About this task: Don't include any picture when you restate the data word for word.

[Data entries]
------------------------------------------------

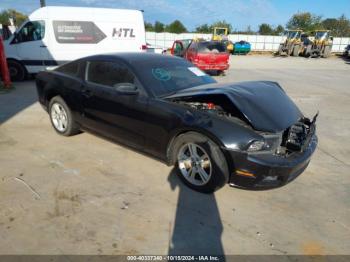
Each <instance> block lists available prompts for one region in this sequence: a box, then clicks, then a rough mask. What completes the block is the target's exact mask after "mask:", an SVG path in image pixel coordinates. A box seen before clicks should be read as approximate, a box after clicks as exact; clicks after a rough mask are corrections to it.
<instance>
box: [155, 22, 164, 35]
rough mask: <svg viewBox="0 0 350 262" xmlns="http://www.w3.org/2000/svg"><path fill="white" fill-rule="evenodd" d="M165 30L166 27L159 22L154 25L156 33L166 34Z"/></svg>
mask: <svg viewBox="0 0 350 262" xmlns="http://www.w3.org/2000/svg"><path fill="white" fill-rule="evenodd" d="M164 28H165V25H164V24H163V23H161V22H159V21H156V22H155V23H154V31H156V32H157V33H161V32H164Z"/></svg>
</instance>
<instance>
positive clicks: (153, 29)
mask: <svg viewBox="0 0 350 262" xmlns="http://www.w3.org/2000/svg"><path fill="white" fill-rule="evenodd" d="M145 30H146V32H154V27H153V25H152V23H148V22H145Z"/></svg>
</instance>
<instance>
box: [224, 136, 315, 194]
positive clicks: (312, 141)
mask: <svg viewBox="0 0 350 262" xmlns="http://www.w3.org/2000/svg"><path fill="white" fill-rule="evenodd" d="M316 147H317V136H316V135H313V137H312V138H311V139H310V141H309V145H308V146H307V147H306V148H305V150H304V151H303V152H297V153H293V154H291V155H289V156H288V157H281V156H276V155H273V154H270V153H246V152H238V151H227V152H229V155H230V157H231V159H232V161H233V166H234V173H232V174H231V177H230V181H229V183H230V185H232V186H237V187H245V188H256V189H263V188H274V187H279V186H283V185H285V184H287V183H289V182H290V181H292V180H294V179H295V178H296V177H298V176H299V175H300V174H301V173H302V172H303V171H304V170H305V169H306V167H307V166H308V164H309V162H310V159H311V156H312V154H313V153H314V151H315V149H316ZM242 173H243V175H242ZM244 174H245V175H244ZM247 174H248V175H249V176H248V175H247ZM252 175H253V176H252Z"/></svg>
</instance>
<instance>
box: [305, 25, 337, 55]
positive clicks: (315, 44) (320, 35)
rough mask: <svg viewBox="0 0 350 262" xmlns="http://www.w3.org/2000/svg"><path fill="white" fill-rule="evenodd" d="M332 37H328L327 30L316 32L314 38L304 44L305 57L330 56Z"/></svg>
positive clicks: (317, 30) (305, 42) (315, 32)
mask: <svg viewBox="0 0 350 262" xmlns="http://www.w3.org/2000/svg"><path fill="white" fill-rule="evenodd" d="M332 45H333V37H331V36H330V35H329V30H316V31H315V34H314V37H313V38H310V39H308V40H307V41H306V42H305V50H304V54H303V55H304V56H305V57H324V58H327V57H329V56H330V54H331V50H332Z"/></svg>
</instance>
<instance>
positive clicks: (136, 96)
mask: <svg viewBox="0 0 350 262" xmlns="http://www.w3.org/2000/svg"><path fill="white" fill-rule="evenodd" d="M130 87H133V89H132V90H131V89H130ZM133 90H134V91H133ZM81 92H82V101H83V102H82V104H83V111H84V113H83V115H84V125H85V126H86V127H87V128H89V129H91V130H92V131H95V132H98V133H100V134H102V135H104V136H107V137H110V138H113V139H116V140H119V141H121V142H123V143H125V144H127V145H130V146H133V147H137V148H142V147H143V145H144V142H145V136H144V133H143V126H144V121H145V120H144V114H145V112H146V111H147V105H148V102H147V101H148V97H147V95H146V94H145V92H144V90H143V89H142V87H141V85H140V84H139V83H138V80H137V79H136V77H135V75H134V74H133V73H132V72H131V70H130V69H129V68H128V67H127V66H126V65H125V64H123V63H122V62H115V61H97V60H92V61H88V62H87V64H86V69H85V81H84V86H83V88H82V91H81Z"/></svg>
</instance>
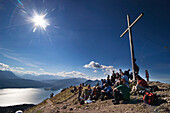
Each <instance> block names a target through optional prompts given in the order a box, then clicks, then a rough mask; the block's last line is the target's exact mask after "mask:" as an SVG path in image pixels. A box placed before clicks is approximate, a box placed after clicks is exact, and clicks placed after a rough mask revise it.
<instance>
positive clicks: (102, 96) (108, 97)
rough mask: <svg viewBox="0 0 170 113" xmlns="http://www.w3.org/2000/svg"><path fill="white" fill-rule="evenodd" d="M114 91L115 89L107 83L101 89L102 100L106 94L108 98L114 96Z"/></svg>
mask: <svg viewBox="0 0 170 113" xmlns="http://www.w3.org/2000/svg"><path fill="white" fill-rule="evenodd" d="M112 92H113V89H112V88H111V87H110V86H109V85H108V84H107V83H105V84H104V89H103V90H101V97H100V98H101V100H104V99H105V98H104V97H105V96H106V98H107V99H109V98H112Z"/></svg>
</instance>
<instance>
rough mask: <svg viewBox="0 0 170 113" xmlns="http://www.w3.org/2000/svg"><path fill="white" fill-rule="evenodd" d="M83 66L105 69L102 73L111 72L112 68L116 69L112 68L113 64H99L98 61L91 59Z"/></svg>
mask: <svg viewBox="0 0 170 113" xmlns="http://www.w3.org/2000/svg"><path fill="white" fill-rule="evenodd" d="M83 67H85V68H92V69H102V71H103V70H105V73H104V75H107V74H111V73H112V71H113V70H116V69H114V68H113V66H105V65H100V64H99V63H98V62H94V61H91V62H90V63H89V64H85V65H84V66H83ZM93 72H94V71H93Z"/></svg>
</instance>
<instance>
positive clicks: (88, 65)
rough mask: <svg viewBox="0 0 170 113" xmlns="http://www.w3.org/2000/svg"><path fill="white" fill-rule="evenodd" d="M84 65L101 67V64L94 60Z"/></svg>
mask: <svg viewBox="0 0 170 113" xmlns="http://www.w3.org/2000/svg"><path fill="white" fill-rule="evenodd" d="M84 67H85V68H93V69H96V68H99V69H100V68H102V66H101V65H100V64H99V63H97V62H94V61H91V62H90V63H89V64H86V65H84Z"/></svg>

------------------------------------------------

Task output:
Each <instance> block lists available prompts for one region in this sequence: a box, then clicks, then a rough mask. What completes the block is the target's exact mask after "mask:", an SVG path in image pixel coordinates. A box seen before clicks should be read as approximate, a box after clicks as exact; clicks after a rough mask are corrections to it.
<instance>
box: [155, 22, 164, 35]
rough mask: <svg viewBox="0 0 350 262" xmlns="http://www.w3.org/2000/svg"><path fill="white" fill-rule="evenodd" d="M165 30L166 27L159 22L154 25L156 33L166 34Z"/></svg>
mask: <svg viewBox="0 0 350 262" xmlns="http://www.w3.org/2000/svg"><path fill="white" fill-rule="evenodd" d="M164 28H165V25H164V24H163V23H161V22H159V21H156V22H155V23H154V31H156V32H157V33H161V32H164Z"/></svg>
</instance>
<instance>
positive clicks: (153, 29)
mask: <svg viewBox="0 0 350 262" xmlns="http://www.w3.org/2000/svg"><path fill="white" fill-rule="evenodd" d="M145 30H146V32H154V27H153V25H152V23H148V22H145Z"/></svg>
</instance>
<instance>
box: [224, 136, 315, 194]
positive clicks: (312, 141)
mask: <svg viewBox="0 0 350 262" xmlns="http://www.w3.org/2000/svg"><path fill="white" fill-rule="evenodd" d="M316 147H317V136H316V135H313V137H312V138H311V139H310V141H309V145H308V146H307V147H306V148H305V150H304V151H303V152H297V153H293V154H291V155H289V156H288V157H281V156H276V155H273V154H270V153H246V152H238V151H227V152H229V155H230V157H231V159H232V161H233V166H234V173H232V174H231V177H230V181H229V183H230V185H232V186H237V187H245V188H256V189H263V188H274V187H279V186H283V185H285V184H287V183H289V182H290V181H292V180H294V179H295V178H296V177H298V176H299V175H300V174H301V173H302V172H303V171H304V170H305V169H306V167H307V166H308V164H309V162H310V159H311V156H312V154H313V153H314V151H315V149H316ZM242 173H243V175H242ZM244 174H245V175H244ZM247 174H248V175H249V176H248V175H247ZM252 175H253V176H252Z"/></svg>
</instance>
<instance>
box: [305, 25, 337, 55]
positive clicks: (315, 44) (320, 35)
rough mask: <svg viewBox="0 0 350 262" xmlns="http://www.w3.org/2000/svg"><path fill="white" fill-rule="evenodd" d="M332 37H328L327 30L316 32L314 38L304 44L305 57L330 56Z"/></svg>
positive clicks: (317, 30) (305, 42) (315, 32)
mask: <svg viewBox="0 0 350 262" xmlns="http://www.w3.org/2000/svg"><path fill="white" fill-rule="evenodd" d="M332 45H333V37H331V36H330V35H329V30H316V31H315V34H314V37H313V38H310V39H308V40H307V41H306V42H305V50H304V54H303V55H304V56H305V57H324V58H327V57H329V56H330V54H331V50H332Z"/></svg>
</instance>
<instance>
positive clicks: (136, 96)
mask: <svg viewBox="0 0 350 262" xmlns="http://www.w3.org/2000/svg"><path fill="white" fill-rule="evenodd" d="M130 87H133V89H132V90H131V89H130ZM133 90H134V91H133ZM81 92H82V101H83V102H82V104H83V111H84V113H83V115H84V125H85V126H86V127H87V128H89V129H91V130H92V131H95V132H98V133H100V134H102V135H104V136H107V137H110V138H113V139H116V140H119V141H121V142H123V143H125V144H127V145H130V146H133V147H137V148H142V147H143V145H144V142H145V136H144V133H143V126H144V121H145V120H144V114H145V112H146V111H147V105H148V102H147V101H148V97H147V95H146V94H145V92H144V90H143V89H142V87H141V85H140V84H139V83H138V80H137V79H136V77H135V75H134V74H133V73H132V72H131V70H130V69H129V68H128V67H127V66H126V65H125V64H123V63H122V62H115V61H97V60H92V61H88V62H87V64H86V69H85V81H84V86H83V88H82V91H81Z"/></svg>
</instance>
Each <instance> block names a target through optional prompts given in the order a box, then clicks, then a rough mask; the block's last line is the target's exact mask after "mask:" as an SVG path in image pixels. A box placed before clicks is approximate, a box placed after clicks is exact, and clicks placed after a rough mask revise it.
<instance>
positive clicks: (102, 96) (108, 97)
rough mask: <svg viewBox="0 0 170 113" xmlns="http://www.w3.org/2000/svg"><path fill="white" fill-rule="evenodd" d="M114 91L115 89L107 83L101 89L102 100L106 94L108 98L114 96Z"/></svg>
mask: <svg viewBox="0 0 170 113" xmlns="http://www.w3.org/2000/svg"><path fill="white" fill-rule="evenodd" d="M112 92H113V89H112V88H111V87H110V86H109V85H108V84H107V83H105V84H104V89H103V90H101V97H100V98H101V100H104V99H105V98H104V97H105V96H106V98H107V99H109V98H112Z"/></svg>
</instance>
<instance>
rough mask: <svg viewBox="0 0 170 113" xmlns="http://www.w3.org/2000/svg"><path fill="white" fill-rule="evenodd" d="M83 66L105 69L102 73L111 72L112 68L116 69L112 68L113 64H99L98 61L91 59Z"/></svg>
mask: <svg viewBox="0 0 170 113" xmlns="http://www.w3.org/2000/svg"><path fill="white" fill-rule="evenodd" d="M83 67H85V68H92V69H102V71H103V70H105V73H104V75H107V74H111V73H112V71H113V70H116V69H114V68H113V66H105V65H100V64H99V63H98V62H94V61H91V62H90V63H89V64H85V65H84V66H83ZM93 72H94V71H93Z"/></svg>
</instance>
<instance>
positive clicks: (88, 65)
rough mask: <svg viewBox="0 0 170 113" xmlns="http://www.w3.org/2000/svg"><path fill="white" fill-rule="evenodd" d="M84 65L101 67V64L94 60Z"/></svg>
mask: <svg viewBox="0 0 170 113" xmlns="http://www.w3.org/2000/svg"><path fill="white" fill-rule="evenodd" d="M84 67H85V68H93V69H96V68H99V69H100V68H102V66H101V65H100V64H99V63H97V62H94V61H91V62H90V63H89V64H86V65H84Z"/></svg>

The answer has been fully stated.